What is asked => Find every line in the material below that contains the word "grass", and copy each of those lines.

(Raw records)
= = = = =
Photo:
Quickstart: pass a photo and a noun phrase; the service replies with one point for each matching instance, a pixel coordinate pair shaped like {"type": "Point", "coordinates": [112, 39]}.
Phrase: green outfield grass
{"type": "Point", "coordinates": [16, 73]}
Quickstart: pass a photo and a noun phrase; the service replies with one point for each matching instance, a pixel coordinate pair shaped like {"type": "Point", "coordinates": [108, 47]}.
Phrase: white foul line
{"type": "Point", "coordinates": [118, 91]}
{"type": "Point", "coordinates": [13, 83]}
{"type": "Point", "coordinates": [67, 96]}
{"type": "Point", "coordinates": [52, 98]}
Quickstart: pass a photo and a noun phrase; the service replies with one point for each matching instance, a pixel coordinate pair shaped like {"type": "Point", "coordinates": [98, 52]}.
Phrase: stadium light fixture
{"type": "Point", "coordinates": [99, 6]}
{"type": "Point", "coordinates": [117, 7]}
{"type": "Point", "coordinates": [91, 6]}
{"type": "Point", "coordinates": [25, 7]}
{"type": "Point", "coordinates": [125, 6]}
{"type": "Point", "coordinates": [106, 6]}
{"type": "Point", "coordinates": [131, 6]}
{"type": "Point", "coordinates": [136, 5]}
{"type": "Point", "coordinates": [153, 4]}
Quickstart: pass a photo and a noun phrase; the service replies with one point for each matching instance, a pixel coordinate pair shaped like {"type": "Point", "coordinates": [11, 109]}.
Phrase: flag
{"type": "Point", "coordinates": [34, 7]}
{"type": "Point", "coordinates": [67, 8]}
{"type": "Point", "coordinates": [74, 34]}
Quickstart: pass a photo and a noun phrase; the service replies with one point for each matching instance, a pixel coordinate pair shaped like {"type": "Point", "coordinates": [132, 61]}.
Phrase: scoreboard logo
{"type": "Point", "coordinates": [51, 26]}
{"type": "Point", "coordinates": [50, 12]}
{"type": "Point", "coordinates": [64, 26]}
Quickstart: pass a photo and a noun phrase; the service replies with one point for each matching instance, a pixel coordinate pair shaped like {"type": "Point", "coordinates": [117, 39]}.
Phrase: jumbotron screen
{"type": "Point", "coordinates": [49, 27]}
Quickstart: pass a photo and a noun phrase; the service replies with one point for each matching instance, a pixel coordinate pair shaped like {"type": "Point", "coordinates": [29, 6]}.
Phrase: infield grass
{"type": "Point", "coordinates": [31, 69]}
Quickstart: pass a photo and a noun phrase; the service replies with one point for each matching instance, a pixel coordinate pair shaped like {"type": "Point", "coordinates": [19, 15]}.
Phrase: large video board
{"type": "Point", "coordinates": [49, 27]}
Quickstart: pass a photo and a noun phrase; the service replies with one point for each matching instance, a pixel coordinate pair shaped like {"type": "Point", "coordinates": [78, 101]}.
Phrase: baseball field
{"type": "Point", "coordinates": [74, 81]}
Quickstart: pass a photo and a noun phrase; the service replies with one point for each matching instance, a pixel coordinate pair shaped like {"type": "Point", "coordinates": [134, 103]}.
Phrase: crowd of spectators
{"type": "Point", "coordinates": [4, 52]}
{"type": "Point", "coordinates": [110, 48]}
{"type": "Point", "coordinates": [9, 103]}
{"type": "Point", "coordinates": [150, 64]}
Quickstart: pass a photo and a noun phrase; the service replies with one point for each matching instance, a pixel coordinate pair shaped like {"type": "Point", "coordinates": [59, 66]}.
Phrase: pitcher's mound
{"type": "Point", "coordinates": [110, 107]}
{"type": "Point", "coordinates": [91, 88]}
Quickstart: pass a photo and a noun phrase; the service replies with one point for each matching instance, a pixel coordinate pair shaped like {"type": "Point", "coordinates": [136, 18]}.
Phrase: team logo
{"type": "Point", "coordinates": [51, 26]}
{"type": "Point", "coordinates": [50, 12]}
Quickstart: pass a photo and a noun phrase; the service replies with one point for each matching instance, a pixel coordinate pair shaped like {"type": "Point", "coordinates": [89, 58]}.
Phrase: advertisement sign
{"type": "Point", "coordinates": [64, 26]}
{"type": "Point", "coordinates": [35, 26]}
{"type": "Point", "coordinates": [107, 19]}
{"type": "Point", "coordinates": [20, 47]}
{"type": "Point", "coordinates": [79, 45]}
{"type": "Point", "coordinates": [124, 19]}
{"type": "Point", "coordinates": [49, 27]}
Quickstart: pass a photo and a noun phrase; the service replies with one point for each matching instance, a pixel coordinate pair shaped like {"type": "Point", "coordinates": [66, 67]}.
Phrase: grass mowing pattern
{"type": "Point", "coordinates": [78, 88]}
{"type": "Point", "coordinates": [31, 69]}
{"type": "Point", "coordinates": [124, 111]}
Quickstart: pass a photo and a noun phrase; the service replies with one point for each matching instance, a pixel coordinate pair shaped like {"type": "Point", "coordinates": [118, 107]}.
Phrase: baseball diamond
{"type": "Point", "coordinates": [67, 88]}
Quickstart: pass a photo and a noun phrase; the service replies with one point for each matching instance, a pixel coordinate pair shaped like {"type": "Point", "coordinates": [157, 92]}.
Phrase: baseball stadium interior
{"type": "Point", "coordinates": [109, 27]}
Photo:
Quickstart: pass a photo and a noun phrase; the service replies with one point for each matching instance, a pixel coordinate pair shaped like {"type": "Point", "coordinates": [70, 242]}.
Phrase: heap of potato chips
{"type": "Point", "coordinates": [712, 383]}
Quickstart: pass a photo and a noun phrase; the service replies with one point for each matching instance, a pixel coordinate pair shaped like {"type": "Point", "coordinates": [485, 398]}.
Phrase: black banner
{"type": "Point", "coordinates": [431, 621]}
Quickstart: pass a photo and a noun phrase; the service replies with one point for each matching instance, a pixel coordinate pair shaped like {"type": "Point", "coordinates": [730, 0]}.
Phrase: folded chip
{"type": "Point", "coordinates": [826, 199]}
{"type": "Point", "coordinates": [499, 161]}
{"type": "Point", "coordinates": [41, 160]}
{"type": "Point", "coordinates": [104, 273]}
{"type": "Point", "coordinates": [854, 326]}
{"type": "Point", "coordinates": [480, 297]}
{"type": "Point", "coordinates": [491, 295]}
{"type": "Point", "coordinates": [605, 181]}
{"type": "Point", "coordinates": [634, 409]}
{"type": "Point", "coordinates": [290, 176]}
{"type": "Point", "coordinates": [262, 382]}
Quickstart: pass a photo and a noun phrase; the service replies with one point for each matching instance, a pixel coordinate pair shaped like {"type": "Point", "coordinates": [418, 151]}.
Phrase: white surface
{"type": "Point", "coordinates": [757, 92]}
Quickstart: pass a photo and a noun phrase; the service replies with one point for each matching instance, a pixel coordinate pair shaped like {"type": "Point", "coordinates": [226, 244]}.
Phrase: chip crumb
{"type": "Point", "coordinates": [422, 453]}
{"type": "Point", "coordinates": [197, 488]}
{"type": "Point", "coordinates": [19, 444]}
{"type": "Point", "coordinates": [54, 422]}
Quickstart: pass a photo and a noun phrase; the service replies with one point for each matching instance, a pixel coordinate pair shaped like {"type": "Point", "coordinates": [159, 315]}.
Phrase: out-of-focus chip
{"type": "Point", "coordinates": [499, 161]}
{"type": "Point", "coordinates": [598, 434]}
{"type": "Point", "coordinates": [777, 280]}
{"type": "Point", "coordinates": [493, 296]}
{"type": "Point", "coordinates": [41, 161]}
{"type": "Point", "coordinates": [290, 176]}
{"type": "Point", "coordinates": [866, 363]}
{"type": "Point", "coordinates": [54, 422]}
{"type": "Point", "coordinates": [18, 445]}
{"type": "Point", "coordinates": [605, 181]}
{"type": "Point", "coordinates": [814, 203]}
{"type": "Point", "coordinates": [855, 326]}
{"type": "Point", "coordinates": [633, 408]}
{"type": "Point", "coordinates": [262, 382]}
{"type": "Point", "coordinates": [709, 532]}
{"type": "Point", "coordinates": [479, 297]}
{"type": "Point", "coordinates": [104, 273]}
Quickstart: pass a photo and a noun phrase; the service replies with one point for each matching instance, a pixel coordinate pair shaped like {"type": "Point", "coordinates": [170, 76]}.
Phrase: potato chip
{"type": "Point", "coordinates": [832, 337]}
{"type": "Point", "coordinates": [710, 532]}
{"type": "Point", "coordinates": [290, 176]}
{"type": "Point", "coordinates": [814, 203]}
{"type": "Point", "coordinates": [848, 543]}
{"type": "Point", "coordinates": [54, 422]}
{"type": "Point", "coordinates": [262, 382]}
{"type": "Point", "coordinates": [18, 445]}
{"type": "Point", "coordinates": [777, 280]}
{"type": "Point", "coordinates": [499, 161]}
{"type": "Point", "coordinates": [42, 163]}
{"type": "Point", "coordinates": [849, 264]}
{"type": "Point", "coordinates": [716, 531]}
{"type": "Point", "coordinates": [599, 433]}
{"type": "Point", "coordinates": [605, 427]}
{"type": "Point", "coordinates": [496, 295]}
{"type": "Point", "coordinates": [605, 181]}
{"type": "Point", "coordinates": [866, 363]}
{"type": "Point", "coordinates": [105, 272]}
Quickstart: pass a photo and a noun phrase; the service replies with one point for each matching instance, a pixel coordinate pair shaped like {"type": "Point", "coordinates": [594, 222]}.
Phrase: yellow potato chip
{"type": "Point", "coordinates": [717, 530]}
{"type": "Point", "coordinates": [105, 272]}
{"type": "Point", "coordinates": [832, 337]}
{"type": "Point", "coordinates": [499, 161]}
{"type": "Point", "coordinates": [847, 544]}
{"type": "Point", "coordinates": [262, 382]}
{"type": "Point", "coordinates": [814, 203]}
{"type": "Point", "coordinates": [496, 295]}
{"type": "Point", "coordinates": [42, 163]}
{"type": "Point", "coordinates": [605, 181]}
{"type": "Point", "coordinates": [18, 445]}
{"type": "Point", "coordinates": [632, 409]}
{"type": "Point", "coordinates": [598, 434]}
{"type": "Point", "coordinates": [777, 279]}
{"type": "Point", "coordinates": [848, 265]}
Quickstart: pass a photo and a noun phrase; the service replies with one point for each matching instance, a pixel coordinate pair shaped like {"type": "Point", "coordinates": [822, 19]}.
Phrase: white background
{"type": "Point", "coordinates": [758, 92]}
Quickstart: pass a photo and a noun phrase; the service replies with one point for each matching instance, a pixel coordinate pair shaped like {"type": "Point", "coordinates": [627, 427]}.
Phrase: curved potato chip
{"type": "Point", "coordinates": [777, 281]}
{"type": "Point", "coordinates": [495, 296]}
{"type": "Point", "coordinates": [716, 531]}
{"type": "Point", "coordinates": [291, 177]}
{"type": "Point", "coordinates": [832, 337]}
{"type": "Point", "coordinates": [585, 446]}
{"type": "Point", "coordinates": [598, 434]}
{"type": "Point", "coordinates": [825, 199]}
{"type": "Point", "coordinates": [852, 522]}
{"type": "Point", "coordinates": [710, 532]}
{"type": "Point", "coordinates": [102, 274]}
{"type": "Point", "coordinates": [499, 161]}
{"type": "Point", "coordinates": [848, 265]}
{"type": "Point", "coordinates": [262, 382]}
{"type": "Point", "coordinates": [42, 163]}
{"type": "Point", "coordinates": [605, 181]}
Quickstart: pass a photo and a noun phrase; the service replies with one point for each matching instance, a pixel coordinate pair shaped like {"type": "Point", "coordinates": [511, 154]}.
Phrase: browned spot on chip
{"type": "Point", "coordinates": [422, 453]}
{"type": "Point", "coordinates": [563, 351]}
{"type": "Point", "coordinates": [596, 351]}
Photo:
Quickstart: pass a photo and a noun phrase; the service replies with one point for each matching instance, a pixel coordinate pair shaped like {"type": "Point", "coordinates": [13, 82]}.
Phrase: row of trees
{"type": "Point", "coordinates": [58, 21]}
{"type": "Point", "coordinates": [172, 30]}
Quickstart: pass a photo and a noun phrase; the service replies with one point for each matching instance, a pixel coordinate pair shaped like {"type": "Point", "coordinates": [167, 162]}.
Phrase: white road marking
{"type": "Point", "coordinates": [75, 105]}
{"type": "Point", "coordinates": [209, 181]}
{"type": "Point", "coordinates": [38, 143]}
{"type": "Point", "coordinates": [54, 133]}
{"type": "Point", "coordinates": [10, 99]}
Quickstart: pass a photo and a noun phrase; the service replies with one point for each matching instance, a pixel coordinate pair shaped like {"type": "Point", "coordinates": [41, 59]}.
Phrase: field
= = = = =
Output =>
Phrase: green outfield grass
Phrase: infield grass
Phrase: grass mowing pattern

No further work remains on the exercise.